The request: Return every line of the records below that contains the string "nose". Case counts.

Collected data entries:
::::::

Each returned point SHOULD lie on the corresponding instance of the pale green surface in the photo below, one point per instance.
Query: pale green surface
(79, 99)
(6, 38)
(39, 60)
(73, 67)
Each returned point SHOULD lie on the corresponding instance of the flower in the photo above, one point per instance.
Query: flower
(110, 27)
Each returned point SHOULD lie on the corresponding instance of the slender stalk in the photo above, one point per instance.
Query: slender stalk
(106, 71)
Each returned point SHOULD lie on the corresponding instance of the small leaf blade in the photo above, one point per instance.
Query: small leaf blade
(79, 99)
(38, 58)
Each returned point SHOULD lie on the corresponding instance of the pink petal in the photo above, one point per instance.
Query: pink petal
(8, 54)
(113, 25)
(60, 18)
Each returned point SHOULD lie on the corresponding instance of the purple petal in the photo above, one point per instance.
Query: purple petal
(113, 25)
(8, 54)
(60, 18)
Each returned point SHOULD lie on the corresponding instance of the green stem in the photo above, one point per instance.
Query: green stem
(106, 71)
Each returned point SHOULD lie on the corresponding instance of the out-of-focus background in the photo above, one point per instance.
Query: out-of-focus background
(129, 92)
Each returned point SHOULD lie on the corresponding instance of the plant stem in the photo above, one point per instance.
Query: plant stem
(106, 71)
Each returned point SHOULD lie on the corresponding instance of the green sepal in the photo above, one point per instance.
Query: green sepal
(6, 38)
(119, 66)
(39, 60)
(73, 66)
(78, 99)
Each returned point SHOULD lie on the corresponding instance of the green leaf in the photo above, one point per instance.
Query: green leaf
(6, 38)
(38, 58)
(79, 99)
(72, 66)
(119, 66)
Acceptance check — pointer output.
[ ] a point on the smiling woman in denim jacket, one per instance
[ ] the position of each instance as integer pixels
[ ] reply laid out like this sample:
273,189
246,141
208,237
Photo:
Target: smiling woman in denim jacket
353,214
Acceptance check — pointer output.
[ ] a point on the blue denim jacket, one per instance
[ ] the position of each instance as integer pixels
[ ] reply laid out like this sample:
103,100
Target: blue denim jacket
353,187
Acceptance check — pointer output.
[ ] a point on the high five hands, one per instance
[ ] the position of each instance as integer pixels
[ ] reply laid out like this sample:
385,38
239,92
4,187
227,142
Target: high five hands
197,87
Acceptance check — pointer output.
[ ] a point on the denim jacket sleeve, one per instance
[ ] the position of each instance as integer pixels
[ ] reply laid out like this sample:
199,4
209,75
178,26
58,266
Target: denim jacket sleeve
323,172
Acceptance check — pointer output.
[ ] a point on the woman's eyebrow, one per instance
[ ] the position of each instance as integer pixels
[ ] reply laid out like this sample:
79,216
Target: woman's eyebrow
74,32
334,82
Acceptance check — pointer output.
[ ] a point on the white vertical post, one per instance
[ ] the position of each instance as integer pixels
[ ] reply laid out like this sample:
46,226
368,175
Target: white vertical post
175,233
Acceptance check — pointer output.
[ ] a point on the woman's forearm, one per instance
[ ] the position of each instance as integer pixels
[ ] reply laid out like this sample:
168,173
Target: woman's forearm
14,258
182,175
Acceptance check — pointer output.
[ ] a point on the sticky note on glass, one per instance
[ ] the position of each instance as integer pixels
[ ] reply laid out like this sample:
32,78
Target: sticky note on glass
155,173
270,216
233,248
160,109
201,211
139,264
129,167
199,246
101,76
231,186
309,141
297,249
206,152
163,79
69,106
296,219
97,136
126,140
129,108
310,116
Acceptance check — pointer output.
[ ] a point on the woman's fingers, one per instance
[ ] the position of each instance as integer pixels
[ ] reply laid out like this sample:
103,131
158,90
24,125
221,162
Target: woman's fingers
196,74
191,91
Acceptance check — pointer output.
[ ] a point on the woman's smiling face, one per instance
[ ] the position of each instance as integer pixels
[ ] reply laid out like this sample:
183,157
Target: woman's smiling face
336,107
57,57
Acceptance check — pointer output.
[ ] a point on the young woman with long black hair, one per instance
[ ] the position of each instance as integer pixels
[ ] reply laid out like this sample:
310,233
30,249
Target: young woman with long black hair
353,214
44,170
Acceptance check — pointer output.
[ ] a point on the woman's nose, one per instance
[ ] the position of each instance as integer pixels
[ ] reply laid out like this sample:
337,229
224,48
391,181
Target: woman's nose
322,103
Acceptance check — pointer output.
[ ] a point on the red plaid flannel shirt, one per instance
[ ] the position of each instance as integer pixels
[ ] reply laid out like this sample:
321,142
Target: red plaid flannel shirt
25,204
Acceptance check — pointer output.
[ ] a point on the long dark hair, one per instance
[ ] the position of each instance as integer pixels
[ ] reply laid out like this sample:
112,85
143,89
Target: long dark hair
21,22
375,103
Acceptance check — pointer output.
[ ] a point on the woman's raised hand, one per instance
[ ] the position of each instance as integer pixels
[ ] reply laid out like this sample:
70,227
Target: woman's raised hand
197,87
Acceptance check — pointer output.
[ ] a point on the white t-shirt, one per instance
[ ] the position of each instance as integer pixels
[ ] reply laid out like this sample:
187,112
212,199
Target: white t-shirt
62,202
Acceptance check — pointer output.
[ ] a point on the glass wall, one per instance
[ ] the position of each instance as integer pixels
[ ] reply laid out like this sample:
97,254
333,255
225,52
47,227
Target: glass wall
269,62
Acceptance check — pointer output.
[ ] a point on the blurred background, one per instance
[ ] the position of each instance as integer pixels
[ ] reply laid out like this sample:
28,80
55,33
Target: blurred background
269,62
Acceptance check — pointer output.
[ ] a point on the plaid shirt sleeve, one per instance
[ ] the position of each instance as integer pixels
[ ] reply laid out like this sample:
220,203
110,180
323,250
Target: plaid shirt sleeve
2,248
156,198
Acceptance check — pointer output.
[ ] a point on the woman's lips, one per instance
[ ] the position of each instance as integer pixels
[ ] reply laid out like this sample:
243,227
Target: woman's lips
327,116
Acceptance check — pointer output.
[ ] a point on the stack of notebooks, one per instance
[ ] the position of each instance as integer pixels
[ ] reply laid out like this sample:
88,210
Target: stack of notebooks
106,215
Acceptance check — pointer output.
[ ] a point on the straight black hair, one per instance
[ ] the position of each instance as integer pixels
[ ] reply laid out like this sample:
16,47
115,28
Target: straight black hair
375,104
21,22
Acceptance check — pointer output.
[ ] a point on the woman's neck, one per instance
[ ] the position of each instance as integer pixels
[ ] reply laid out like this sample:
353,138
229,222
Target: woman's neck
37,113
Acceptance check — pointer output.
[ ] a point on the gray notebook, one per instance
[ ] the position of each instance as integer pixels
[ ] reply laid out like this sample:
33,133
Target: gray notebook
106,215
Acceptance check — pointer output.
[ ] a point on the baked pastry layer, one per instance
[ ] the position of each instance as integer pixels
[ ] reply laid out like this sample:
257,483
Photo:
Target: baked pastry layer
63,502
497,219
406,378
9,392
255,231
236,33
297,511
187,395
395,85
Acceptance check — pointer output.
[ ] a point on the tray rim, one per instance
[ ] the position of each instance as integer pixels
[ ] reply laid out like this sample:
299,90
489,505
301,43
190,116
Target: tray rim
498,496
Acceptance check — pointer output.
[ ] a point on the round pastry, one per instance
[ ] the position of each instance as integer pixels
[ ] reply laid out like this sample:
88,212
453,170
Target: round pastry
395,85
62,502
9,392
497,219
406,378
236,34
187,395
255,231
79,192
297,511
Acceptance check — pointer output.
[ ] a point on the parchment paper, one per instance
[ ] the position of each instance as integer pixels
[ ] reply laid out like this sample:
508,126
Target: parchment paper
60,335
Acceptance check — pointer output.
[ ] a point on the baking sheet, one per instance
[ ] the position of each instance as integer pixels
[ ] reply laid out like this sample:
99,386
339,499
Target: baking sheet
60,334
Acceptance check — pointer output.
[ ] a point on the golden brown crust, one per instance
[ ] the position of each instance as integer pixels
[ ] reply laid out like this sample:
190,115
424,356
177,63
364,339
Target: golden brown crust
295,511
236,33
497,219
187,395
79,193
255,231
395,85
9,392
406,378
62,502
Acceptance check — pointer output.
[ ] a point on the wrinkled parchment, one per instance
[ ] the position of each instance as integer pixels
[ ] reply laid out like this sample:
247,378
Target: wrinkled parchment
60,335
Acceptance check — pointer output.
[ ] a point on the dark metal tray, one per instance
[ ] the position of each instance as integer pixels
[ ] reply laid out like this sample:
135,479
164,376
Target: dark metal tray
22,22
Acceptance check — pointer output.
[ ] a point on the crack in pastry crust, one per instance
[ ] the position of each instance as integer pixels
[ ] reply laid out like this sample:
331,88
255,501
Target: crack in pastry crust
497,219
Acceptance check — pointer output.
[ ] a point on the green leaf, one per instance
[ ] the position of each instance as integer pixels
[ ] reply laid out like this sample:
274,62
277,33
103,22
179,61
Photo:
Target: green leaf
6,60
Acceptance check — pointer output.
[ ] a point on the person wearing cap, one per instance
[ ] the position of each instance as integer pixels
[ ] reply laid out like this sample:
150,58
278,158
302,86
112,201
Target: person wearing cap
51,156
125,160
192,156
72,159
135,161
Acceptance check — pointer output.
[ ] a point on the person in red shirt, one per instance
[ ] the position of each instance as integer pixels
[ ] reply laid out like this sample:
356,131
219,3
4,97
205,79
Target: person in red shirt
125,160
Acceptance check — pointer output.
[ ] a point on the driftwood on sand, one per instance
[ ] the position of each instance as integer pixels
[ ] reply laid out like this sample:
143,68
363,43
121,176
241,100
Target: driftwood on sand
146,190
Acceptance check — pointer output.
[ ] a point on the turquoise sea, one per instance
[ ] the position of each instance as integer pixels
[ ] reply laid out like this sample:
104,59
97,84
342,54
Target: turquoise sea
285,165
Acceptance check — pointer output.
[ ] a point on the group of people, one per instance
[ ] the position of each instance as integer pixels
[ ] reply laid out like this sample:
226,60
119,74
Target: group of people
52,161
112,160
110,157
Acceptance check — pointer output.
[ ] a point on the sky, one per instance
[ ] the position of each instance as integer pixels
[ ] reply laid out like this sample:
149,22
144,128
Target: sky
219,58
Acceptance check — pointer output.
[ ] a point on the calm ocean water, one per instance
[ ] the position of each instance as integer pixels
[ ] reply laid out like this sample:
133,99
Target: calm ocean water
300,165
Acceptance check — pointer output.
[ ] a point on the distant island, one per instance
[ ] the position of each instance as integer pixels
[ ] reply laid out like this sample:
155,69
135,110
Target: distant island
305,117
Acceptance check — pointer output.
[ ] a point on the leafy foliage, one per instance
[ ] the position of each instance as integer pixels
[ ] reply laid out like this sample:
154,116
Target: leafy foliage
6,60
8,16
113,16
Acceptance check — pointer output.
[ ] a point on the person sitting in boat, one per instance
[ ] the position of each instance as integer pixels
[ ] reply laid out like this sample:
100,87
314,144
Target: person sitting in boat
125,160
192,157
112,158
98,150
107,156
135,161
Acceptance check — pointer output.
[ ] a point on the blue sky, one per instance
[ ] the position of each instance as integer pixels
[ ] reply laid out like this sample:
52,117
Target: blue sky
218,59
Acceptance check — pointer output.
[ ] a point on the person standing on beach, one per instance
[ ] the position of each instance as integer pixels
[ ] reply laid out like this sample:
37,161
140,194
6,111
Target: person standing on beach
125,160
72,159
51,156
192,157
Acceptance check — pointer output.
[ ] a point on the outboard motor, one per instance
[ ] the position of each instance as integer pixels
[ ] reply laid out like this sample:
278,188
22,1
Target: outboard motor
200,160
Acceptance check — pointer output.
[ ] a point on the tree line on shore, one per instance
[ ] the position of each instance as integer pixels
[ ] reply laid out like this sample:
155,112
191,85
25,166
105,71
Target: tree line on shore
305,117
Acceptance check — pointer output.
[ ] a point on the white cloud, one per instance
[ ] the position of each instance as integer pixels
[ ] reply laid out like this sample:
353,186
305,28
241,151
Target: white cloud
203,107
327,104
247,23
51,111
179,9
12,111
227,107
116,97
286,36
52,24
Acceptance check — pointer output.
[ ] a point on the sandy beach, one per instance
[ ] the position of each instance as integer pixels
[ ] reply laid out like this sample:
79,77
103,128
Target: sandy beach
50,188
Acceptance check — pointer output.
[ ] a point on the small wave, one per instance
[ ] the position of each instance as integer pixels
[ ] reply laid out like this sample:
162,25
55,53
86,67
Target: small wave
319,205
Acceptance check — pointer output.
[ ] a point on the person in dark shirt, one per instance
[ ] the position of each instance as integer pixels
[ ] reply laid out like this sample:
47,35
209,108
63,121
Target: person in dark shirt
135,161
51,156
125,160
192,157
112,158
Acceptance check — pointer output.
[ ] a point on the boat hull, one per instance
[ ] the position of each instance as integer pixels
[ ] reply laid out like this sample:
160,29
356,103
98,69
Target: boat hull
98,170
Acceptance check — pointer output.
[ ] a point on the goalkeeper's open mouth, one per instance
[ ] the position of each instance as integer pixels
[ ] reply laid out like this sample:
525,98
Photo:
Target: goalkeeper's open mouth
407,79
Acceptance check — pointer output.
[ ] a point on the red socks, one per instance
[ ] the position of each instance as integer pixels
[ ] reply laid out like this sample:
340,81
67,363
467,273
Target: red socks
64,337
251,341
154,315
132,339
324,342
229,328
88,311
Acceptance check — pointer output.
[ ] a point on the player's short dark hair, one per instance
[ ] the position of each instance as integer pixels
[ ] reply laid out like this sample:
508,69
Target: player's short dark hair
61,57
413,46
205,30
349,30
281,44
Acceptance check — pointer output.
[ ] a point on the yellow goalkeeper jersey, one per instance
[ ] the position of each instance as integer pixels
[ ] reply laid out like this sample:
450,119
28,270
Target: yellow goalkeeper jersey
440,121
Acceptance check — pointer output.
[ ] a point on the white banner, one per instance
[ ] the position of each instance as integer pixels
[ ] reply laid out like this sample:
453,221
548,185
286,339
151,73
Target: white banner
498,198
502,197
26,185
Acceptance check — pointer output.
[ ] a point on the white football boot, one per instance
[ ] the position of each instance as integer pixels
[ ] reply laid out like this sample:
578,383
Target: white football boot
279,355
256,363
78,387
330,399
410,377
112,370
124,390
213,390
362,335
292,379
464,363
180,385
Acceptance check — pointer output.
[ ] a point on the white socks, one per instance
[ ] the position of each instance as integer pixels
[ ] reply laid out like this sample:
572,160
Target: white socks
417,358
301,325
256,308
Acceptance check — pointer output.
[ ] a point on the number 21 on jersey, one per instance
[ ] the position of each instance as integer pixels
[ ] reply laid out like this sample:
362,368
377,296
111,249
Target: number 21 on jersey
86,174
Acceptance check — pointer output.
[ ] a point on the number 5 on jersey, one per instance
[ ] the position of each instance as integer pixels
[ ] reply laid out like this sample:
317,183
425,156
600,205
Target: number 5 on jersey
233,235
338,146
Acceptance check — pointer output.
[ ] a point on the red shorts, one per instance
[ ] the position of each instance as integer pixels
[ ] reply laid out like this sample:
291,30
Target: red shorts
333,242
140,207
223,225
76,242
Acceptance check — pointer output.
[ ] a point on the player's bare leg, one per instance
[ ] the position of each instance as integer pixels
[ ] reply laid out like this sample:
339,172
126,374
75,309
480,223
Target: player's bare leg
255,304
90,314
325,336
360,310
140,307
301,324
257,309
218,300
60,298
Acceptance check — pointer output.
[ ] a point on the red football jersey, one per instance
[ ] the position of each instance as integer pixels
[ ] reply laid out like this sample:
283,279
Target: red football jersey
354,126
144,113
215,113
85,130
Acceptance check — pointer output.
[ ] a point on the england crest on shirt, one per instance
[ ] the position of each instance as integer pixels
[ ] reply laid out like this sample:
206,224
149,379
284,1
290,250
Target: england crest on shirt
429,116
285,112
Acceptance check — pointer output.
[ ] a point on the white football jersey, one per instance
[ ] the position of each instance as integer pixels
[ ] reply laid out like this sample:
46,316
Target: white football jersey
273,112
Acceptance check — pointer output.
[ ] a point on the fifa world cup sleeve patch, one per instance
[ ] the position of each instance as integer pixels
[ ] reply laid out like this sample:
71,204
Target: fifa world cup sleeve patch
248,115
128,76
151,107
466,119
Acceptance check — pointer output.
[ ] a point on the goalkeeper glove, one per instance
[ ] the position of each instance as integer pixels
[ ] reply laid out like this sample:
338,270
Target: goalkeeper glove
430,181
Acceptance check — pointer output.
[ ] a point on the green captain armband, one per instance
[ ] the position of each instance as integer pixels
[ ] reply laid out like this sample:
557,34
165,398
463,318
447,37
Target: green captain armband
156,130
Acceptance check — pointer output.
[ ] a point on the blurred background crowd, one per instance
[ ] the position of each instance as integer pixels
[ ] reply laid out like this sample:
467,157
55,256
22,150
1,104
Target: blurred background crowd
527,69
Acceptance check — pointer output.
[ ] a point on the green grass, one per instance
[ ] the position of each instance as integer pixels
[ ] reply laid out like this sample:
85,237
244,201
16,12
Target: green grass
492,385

::::::

Solution to the problem:
[ ] a point on the woman's nose, one per instance
Target: woman's nose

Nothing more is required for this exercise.